** Brief **
Write out the lines starting at the one that holds "Target: light wood partition panel" and ending with the final line of the data, exactly and with no others.

(Dataset entries)
- - - - -

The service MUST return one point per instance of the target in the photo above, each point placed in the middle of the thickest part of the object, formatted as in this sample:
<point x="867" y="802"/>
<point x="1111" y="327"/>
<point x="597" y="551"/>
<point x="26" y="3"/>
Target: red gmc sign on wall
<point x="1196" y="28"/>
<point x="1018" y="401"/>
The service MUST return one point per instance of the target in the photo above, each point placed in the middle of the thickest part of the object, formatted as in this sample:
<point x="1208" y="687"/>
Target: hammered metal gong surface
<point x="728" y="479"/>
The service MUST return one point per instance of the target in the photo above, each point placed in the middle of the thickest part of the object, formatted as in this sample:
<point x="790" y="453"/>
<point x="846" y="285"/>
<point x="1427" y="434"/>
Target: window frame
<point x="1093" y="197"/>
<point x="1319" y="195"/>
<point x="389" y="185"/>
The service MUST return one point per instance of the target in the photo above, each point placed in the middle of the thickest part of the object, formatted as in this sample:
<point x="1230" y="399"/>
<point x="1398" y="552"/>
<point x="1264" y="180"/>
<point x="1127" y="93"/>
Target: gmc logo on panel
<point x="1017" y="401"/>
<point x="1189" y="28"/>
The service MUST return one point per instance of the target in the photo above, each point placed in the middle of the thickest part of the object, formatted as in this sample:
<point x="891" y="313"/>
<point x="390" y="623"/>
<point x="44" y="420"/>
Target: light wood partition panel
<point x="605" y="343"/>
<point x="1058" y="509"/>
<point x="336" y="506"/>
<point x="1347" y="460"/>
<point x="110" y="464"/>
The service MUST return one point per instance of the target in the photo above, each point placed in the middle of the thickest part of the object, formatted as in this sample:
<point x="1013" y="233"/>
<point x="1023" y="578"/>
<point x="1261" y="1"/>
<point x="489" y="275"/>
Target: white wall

- - - - -

** Response to this task **
Target: light wood partition panel
<point x="605" y="343"/>
<point x="1058" y="509"/>
<point x="336" y="506"/>
<point x="1347" y="460"/>
<point x="110" y="464"/>
The service MUST return one point per instance of the target in the photo above, each point placed in the middle of the thickest part of the object, formatted as in this sample:
<point x="1013" y="233"/>
<point x="1023" y="578"/>
<point x="1261" y="1"/>
<point x="489" y="275"/>
Target: white wall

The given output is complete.